### What is needed
Write out, character for character, the line containing "of the pile" and all lines after it up to the end of the listing.

BEGIN Data lines

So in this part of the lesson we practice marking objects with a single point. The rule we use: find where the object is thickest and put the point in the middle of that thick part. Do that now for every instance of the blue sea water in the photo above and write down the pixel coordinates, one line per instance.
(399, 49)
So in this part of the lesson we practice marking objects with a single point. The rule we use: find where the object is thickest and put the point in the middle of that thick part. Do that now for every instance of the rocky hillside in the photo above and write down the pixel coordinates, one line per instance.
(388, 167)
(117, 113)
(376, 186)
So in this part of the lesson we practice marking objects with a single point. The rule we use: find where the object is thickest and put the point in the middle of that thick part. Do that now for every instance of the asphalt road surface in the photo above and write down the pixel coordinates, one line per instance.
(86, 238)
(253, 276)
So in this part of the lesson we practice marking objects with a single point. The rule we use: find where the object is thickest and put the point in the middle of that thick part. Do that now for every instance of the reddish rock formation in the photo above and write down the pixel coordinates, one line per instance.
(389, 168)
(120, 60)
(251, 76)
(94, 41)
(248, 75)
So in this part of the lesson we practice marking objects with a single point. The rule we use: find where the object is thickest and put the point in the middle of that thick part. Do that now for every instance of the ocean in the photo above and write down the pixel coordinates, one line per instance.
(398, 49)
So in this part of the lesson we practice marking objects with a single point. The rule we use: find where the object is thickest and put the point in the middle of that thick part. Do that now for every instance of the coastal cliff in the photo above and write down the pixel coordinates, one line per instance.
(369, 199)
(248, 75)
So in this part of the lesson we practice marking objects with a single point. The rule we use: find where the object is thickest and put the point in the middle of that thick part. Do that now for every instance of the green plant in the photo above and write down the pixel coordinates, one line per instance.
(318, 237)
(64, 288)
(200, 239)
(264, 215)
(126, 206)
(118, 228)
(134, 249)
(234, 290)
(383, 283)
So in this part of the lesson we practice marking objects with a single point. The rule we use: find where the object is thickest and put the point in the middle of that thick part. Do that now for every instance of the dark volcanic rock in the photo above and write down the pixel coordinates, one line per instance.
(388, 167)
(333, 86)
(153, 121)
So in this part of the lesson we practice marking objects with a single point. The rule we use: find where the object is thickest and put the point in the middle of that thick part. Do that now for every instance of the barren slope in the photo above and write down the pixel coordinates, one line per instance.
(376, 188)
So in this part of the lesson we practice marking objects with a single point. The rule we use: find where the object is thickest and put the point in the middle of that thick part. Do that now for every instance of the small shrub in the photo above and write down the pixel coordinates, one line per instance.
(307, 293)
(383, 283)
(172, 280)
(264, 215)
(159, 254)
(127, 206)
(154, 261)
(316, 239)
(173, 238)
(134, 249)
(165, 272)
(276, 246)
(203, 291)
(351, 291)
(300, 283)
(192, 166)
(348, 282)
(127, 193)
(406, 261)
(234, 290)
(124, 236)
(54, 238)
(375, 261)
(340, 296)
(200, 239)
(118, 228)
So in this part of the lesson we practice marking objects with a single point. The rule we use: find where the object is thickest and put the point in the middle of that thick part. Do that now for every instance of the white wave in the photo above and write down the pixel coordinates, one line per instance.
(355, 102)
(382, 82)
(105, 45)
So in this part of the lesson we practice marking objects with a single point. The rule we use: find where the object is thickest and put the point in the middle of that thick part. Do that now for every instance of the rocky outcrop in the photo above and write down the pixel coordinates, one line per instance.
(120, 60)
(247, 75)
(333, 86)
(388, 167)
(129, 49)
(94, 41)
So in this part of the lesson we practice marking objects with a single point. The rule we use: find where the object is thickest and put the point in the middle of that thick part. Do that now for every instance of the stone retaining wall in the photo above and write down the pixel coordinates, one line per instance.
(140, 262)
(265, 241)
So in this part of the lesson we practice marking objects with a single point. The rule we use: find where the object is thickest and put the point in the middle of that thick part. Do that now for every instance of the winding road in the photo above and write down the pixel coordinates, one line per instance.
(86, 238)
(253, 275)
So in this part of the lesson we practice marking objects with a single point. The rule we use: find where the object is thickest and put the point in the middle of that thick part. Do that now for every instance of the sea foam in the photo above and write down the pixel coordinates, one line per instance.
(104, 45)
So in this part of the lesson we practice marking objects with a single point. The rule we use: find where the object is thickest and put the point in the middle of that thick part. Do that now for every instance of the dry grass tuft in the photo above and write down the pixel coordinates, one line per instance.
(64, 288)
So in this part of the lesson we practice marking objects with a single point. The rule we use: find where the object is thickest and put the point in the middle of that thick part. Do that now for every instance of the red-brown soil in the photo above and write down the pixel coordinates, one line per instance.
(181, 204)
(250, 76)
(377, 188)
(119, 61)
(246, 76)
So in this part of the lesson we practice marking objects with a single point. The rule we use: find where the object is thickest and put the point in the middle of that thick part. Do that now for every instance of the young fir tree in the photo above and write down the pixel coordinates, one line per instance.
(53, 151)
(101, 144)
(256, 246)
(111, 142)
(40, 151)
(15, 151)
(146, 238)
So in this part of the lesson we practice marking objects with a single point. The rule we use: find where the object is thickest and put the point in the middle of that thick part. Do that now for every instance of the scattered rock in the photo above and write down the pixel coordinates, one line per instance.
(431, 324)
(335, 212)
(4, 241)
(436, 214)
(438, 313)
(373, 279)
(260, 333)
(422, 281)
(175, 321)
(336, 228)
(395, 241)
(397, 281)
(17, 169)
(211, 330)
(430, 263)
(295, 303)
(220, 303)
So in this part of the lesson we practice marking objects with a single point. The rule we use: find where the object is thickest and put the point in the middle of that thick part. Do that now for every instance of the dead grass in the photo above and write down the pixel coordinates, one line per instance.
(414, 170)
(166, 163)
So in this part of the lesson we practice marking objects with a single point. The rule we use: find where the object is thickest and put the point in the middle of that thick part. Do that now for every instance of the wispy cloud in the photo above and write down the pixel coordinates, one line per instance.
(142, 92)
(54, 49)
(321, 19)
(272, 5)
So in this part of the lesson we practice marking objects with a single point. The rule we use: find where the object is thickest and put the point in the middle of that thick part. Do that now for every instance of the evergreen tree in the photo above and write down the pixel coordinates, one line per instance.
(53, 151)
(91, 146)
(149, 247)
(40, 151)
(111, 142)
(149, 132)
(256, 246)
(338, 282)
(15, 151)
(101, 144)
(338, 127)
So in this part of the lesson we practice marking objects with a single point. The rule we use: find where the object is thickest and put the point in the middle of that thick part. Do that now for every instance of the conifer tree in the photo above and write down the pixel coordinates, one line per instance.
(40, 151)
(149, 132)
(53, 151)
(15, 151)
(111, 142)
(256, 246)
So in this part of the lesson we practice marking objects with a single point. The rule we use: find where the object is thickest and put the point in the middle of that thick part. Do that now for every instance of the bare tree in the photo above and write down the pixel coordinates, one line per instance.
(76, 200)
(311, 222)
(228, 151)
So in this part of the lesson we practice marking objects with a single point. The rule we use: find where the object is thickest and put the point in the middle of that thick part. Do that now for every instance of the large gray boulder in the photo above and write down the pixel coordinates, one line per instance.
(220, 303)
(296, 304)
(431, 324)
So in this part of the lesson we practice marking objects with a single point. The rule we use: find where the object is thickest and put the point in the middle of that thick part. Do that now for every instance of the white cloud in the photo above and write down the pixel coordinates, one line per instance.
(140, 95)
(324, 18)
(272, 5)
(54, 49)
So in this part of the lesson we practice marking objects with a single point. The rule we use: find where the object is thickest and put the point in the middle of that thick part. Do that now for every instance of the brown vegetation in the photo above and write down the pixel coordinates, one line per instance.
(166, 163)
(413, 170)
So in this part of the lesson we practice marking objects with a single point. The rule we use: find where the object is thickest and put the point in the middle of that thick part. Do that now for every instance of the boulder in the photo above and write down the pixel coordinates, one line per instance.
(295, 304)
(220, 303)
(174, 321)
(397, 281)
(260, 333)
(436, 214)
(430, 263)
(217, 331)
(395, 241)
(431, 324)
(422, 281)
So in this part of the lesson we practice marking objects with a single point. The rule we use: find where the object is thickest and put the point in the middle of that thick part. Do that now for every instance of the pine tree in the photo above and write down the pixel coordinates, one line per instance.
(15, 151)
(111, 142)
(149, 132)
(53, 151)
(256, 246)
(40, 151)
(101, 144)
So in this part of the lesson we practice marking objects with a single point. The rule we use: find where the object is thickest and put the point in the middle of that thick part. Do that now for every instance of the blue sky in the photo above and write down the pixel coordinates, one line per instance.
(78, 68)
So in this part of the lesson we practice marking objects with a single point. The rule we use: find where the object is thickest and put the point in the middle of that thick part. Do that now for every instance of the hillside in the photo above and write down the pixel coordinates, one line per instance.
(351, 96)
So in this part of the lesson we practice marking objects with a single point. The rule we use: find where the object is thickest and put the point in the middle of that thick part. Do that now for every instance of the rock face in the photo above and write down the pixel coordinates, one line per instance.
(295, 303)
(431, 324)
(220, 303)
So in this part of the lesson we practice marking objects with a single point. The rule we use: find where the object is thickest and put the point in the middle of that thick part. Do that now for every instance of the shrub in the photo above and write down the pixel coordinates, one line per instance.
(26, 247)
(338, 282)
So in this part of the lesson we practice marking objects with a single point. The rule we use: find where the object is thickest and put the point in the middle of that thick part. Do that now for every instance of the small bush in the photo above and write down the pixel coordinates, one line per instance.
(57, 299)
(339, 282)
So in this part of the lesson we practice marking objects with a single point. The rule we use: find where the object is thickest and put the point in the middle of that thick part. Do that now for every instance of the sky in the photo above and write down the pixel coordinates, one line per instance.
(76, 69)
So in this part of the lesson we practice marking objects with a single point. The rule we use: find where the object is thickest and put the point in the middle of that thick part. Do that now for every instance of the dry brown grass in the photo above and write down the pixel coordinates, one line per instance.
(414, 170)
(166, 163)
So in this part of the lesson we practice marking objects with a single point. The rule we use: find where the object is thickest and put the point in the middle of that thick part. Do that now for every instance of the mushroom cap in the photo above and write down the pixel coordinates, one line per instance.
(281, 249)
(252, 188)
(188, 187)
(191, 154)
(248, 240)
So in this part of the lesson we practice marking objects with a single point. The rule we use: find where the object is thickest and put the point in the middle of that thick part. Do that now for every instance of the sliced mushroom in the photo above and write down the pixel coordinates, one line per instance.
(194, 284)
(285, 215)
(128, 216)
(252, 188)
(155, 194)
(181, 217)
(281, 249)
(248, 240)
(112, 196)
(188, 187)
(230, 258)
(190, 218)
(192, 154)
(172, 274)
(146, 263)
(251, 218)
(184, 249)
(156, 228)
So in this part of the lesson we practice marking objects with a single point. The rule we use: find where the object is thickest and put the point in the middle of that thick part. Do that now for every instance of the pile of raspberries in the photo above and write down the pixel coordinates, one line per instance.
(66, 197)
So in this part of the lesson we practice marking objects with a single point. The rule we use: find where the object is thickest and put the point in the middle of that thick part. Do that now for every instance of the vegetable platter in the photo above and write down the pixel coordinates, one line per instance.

END Data lines

### Task output
So in this part of the lesson we practice marking objects with a single point. The rule we use: find where the object is thickest and put the point in the middle of that thick part. Do that now for every instance of the pile of raspberries in the photo above and write down the pixel coordinates, one line per instance.
(66, 197)
So in this part of the lesson we practice marking objects with a single point. The rule we use: find where the object is thickest and put the point in the middle of that thick part. Do that now for every instance of the vegetable platter in the photo above and write down the pixel coordinates, one line per instance.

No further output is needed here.